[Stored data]
|---|
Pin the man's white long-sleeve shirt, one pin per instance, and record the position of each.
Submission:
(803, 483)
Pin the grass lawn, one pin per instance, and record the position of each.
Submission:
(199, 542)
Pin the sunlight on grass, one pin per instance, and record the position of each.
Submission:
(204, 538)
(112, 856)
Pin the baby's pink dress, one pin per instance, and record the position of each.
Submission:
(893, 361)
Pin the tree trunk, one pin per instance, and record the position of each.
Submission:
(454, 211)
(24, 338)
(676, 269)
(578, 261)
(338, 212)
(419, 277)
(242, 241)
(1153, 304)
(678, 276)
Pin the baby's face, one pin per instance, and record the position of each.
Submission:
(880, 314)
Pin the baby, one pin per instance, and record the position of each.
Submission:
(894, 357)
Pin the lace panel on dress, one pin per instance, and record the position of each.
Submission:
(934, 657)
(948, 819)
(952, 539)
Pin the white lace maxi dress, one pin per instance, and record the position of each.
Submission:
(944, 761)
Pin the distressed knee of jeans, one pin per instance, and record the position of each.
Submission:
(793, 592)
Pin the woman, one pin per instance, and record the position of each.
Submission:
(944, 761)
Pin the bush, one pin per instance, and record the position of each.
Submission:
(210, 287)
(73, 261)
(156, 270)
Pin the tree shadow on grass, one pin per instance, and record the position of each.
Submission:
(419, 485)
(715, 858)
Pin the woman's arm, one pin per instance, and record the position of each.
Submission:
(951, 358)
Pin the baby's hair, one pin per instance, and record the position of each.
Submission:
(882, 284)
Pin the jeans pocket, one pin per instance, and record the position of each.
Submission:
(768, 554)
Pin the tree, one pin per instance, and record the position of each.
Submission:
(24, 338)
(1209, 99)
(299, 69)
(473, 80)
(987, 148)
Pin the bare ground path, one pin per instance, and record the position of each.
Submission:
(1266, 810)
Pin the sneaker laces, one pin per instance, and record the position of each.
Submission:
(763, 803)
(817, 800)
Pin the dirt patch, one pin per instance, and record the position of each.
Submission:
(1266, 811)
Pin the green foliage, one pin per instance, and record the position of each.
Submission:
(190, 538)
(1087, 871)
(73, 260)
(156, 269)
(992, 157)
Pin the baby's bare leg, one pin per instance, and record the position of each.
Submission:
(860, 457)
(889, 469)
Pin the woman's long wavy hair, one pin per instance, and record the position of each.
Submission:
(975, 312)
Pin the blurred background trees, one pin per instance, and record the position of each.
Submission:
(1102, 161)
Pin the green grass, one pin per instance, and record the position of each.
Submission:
|---|
■ Task statement: Would you please give all of the entries above once more, exactly as they are?

■ Solved problem:
Pin the man's white long-sleeve shirt, one pin per instance, and record the position of each.
Submission:
(803, 483)
Pin the grass lawn, one pin per instance, and record the position of each.
Submission:
(199, 542)
Pin the sunlight on grass, one pin per instance, and record the position of each.
Submission:
(204, 538)
(112, 856)
Pin the baby's pink dress, one pin per instance, and record the position of each.
Submission:
(893, 361)
Pin the tree trunk, one pin per instance, and record the position of each.
Submission:
(454, 211)
(24, 338)
(676, 269)
(578, 261)
(338, 212)
(419, 277)
(242, 241)
(1153, 304)
(678, 276)
Pin the baby's face, one pin per instance, and record the position of each.
Submission:
(880, 314)
Pin the baby, one pin per instance, and record the position of each.
Submission:
(894, 357)
Pin the lace panel on dress, one pin per instance, and record the position of each.
Submission:
(934, 657)
(948, 819)
(952, 539)
Pin the white lace maxi dress, one pin per instance, and record the position of each.
Submission:
(944, 761)
Pin the distressed knee of jeans, one pin per instance, and record the position of each.
Submission:
(793, 592)
Pin the woman, one pin per instance, and record the position of each.
Submission:
(944, 761)
Pin the bush, one pin per instance, and record the position of each.
Submission:
(210, 287)
(73, 261)
(156, 270)
Pin the tree shadow on grass, one pin per instance, and record the position of each.
Submission:
(419, 485)
(715, 858)
Pin the woman's arm, one pin per instance, and record the position of each.
Submission:
(951, 358)
Pin the baby's hair, one pin per instance, and record the position of each.
Submission:
(882, 284)
Pin the jeans pocket, one pin per instance, and record the position of each.
Submission:
(768, 554)
Pin the tree, one pin per instance, and record the position of each.
Submission:
(24, 338)
(1209, 99)
(299, 69)
(473, 80)
(987, 148)
Pin the bare ground path, one pin per instance, and record the position of each.
Submission:
(1266, 810)
Pin the sneaker laces, one pin per instance, and record the position of each.
Submission:
(763, 803)
(817, 800)
Pin the dirt patch, one pin per instance, and record the position of each.
Submission:
(1266, 811)
Pin the green foliage, one pin per instance, and record the position of each.
Submission:
(190, 538)
(1087, 871)
(73, 260)
(156, 269)
(992, 157)
Pin the baby's bare leg, one pin per instance, and record the position of each.
Submission:
(860, 457)
(889, 469)
Pin the woman's long wavy hair, one pin per instance, and record the position of each.
Submission:
(975, 312)
Pin the blurred background trees, one pin per instance, and record the position of each.
Submission:
(1102, 161)
Pin the green grass, one pin per instance, and record the position of each.
Submission:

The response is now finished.